# Chewing his foot?!



## Tasha (Feb 24, 2009)

I was watching Henry the other night doing his usual ritual of 'enjoying himself'! When i looked closer though i noticed that he would alternate to chewing and what looks like cleaning one of his legs. He would then lick himself near the same leg, then go back to leg again. It was only the one leg he would chew on though.

Is this normal or is something wrong? Im booking him into the vets on monday to get one of his ears checked out (its got a small white patch on it and looks a bit 'lumpy'. The other ear is fine), could it be related?


----------



## hedgieMate (Aug 28, 2008)

Our Geoffrey does that every few nights. I guess that doesn't mean it's normal. :lol: But I've heard several other hedgie owners observing the same behaviour, so it's safe to assume it's more or less normal.

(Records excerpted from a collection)
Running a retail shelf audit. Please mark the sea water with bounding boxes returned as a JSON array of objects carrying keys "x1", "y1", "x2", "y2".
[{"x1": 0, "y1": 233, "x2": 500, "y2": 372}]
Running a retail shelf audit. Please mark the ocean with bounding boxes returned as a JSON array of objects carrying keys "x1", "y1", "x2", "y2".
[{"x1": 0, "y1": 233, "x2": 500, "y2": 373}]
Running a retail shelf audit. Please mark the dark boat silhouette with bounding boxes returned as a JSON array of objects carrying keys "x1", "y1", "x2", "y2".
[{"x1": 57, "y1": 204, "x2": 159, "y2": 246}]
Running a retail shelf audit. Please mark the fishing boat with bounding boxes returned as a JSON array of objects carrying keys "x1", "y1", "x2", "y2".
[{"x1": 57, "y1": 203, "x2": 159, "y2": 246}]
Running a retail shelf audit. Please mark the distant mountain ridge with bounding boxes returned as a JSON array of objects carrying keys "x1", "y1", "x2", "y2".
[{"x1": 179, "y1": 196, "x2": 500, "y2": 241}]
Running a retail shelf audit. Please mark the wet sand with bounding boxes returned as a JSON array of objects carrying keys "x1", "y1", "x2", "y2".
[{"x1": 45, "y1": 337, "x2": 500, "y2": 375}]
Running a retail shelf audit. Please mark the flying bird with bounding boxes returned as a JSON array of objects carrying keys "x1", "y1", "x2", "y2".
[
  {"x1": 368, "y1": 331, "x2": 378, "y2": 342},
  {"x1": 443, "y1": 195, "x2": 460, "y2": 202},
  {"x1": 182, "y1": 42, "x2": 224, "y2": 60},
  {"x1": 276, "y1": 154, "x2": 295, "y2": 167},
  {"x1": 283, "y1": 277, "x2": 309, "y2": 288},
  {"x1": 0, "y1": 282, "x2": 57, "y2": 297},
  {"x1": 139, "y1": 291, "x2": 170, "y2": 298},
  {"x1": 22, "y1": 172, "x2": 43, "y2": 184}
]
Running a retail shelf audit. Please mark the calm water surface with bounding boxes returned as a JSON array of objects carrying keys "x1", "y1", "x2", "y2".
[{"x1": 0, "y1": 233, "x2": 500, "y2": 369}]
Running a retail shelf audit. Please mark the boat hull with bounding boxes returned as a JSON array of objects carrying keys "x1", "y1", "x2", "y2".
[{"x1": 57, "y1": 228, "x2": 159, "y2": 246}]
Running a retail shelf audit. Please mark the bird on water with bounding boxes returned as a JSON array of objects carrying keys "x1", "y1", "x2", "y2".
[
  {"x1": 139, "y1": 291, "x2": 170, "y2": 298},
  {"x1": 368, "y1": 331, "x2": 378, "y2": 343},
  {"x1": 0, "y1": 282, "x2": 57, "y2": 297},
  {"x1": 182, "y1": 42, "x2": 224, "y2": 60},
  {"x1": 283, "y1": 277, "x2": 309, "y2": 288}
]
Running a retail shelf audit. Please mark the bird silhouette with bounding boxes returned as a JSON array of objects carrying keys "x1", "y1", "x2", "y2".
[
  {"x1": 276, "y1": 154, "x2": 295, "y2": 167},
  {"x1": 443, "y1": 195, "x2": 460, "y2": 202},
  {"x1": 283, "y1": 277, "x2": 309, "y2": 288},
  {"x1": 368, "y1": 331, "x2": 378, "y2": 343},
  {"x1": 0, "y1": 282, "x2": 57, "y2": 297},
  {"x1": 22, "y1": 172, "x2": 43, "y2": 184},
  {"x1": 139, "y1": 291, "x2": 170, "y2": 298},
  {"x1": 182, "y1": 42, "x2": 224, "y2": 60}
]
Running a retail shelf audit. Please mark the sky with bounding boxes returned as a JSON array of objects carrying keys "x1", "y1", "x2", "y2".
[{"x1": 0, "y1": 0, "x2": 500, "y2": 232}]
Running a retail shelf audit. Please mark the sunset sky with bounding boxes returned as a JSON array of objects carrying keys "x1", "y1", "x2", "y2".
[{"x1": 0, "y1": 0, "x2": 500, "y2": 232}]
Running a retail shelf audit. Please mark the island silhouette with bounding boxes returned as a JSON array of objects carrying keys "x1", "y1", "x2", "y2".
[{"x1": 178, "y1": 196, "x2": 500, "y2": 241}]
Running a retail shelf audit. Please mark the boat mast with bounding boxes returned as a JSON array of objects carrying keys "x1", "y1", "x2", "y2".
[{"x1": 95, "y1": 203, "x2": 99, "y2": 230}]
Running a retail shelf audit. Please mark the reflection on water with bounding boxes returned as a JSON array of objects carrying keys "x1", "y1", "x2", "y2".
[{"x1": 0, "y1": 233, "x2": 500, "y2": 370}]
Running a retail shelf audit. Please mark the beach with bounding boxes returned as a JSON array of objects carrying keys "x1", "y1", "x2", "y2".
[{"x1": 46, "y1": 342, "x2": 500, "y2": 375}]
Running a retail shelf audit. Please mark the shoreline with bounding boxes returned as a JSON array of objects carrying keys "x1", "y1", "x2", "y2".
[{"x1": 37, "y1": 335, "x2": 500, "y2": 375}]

# Brief:
From the forum thread about chewing a foot, write out the passage starting with "I was watching" and going on through "or less normal.", word for word.

# Answer:
I was watching Henry the other night doing his usual ritual of 'enjoying himself'! When i looked closer though i noticed that he would alternate to chewing and what looks like cleaning one of his legs. He would then lick himself near the same leg, then go back to leg again. It was only the one leg he would chew on though.

Is this normal or is something wrong? Im booking him into the vets on monday to get one of his ears checked out (its got a small white patch on it and looks a bit 'lumpy'. The other ear is fine), could it be related?


----------



## hedgieMate (Aug 28, 2008)

Our Geoffrey does that every few nights. I guess that doesn't mean it's normal. :lol: But I've heard several other hedgie owners observing the same behaviour, so it's safe to assume it's more or less normal.